How many of the rows below contain the word "blurred"? Reply with the number alone.

————

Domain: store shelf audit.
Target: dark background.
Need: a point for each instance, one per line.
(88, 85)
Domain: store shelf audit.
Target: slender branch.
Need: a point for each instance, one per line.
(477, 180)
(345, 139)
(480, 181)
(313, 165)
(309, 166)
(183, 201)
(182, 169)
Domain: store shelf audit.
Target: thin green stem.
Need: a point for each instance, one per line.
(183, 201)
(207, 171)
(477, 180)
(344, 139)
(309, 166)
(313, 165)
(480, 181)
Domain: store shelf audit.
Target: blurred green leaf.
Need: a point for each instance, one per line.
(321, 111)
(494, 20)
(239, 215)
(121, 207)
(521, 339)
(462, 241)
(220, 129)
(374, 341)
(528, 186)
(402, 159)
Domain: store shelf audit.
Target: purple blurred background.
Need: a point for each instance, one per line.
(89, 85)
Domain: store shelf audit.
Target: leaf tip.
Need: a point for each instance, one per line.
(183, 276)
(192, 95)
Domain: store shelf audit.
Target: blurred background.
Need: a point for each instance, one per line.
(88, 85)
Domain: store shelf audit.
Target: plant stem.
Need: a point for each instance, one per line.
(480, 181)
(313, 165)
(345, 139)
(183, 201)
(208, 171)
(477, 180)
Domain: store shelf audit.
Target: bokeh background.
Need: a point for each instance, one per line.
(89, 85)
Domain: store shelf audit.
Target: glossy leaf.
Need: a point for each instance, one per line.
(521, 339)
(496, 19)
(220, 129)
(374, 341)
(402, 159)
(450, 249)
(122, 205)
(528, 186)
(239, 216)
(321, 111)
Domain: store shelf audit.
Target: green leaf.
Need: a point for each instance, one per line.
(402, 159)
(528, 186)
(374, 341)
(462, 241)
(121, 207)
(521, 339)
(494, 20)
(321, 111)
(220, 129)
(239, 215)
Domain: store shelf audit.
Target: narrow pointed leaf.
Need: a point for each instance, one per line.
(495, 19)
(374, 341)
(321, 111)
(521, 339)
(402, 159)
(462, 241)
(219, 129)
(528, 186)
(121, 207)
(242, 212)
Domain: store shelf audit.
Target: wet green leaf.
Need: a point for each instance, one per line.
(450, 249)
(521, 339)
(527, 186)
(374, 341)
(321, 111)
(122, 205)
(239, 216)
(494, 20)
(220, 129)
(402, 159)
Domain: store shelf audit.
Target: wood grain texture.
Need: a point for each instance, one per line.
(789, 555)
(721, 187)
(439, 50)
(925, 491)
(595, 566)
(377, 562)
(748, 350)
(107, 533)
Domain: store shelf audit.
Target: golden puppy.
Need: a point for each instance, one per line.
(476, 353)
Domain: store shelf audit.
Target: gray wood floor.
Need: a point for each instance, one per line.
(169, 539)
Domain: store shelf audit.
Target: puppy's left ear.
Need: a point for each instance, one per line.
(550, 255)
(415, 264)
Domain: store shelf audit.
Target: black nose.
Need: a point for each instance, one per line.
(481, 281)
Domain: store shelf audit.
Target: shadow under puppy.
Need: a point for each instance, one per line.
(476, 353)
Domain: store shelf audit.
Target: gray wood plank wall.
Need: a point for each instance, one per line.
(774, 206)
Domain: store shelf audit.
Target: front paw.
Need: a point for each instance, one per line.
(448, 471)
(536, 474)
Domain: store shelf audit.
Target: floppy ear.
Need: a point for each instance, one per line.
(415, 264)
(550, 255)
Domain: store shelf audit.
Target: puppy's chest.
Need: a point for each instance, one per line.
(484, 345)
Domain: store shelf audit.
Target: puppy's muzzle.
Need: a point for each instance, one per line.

————

# SOLUTION TO THIS EXERCISE:
3